## Instructions for the task
Output each line of the data below verbatim, in its original order, with no changes.

........

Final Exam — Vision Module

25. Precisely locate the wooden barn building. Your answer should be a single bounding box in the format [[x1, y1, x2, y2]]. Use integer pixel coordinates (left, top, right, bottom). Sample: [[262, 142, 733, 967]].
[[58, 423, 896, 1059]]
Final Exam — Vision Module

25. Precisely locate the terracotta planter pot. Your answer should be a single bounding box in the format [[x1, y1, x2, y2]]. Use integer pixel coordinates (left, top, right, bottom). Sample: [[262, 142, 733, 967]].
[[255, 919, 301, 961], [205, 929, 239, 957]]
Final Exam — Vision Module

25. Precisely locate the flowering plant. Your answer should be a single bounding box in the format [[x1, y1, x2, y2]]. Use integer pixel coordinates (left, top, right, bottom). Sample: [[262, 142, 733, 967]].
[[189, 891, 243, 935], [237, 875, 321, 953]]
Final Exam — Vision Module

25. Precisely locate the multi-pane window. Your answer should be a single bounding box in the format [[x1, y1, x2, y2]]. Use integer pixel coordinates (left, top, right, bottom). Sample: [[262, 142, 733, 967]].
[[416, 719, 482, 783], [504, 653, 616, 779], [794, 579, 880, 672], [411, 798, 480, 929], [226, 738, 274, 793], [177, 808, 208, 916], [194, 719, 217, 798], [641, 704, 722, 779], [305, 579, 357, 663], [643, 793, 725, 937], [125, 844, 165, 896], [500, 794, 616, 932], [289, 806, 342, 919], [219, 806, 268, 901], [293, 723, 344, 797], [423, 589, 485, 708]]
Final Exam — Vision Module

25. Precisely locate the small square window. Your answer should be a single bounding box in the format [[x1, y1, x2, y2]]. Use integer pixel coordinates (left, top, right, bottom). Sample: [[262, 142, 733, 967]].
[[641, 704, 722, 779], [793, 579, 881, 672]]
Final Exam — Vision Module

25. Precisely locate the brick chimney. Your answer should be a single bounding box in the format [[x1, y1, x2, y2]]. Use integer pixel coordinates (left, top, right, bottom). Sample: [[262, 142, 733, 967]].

........

## Task response
Final Exam — Vision Module

25. Precisely locate the wooden barn building. Your answer should be a single bounding box in the format [[x1, y1, x2, y2]]. Use integer pixel coordinates (left, top, right, bottom). Sample: [[262, 142, 733, 967]].
[[58, 423, 896, 1059]]
Final Exam — Vision Module

25. Precisely locate the terracotta planter pot. Your answer should be a single bounding box in the format [[x1, y1, x2, y2]]. Use integer pixel coordinates (left, top, right, bottom). Sample: [[262, 142, 733, 967]].
[[255, 919, 301, 961], [205, 929, 239, 957]]
Final Exam — Vision Module

25. Precisely locate the flowering plant. Your answer should be a single bounding box in the format [[x1, y1, x2, y2]]. Use integer pixel coordinates (left, top, right, bottom). Sample: [[262, 142, 733, 967]].
[[189, 891, 243, 935], [237, 875, 321, 953]]
Final Exam — Vision Module

25. Precisely locate the multi-pane window. Your answer should be a single bounding box in the format [[x1, y1, x2, y2]]. Use integer pixel coordinates (left, top, right, bottom). Sample: [[262, 142, 733, 967]].
[[416, 719, 482, 783], [504, 653, 616, 779], [794, 579, 880, 672], [411, 798, 480, 929], [226, 738, 274, 793], [177, 808, 208, 916], [194, 719, 217, 798], [641, 704, 722, 779], [305, 579, 357, 663], [643, 793, 725, 937], [125, 844, 165, 896], [500, 794, 616, 932], [289, 806, 342, 919], [219, 806, 268, 901], [293, 723, 344, 797], [423, 589, 485, 708]]
Final Exam — Vision Module

25. Precisely locate the small square window. Your answer should be a single bounding box in the format [[x1, y1, x2, y2]]. Use integer pixel coordinates (left, top, right, bottom). Sample: [[262, 142, 733, 967]].
[[641, 704, 722, 779], [793, 579, 881, 672]]
Final Exam — Vision Module

25. Precisely locate the brick chimney. Your answer should be a single bounding box in the format [[x1, y1, x2, y2]]. Use integer pixel coordinates (left, top, right, bottom). Sample: [[262, 142, 733, 967]].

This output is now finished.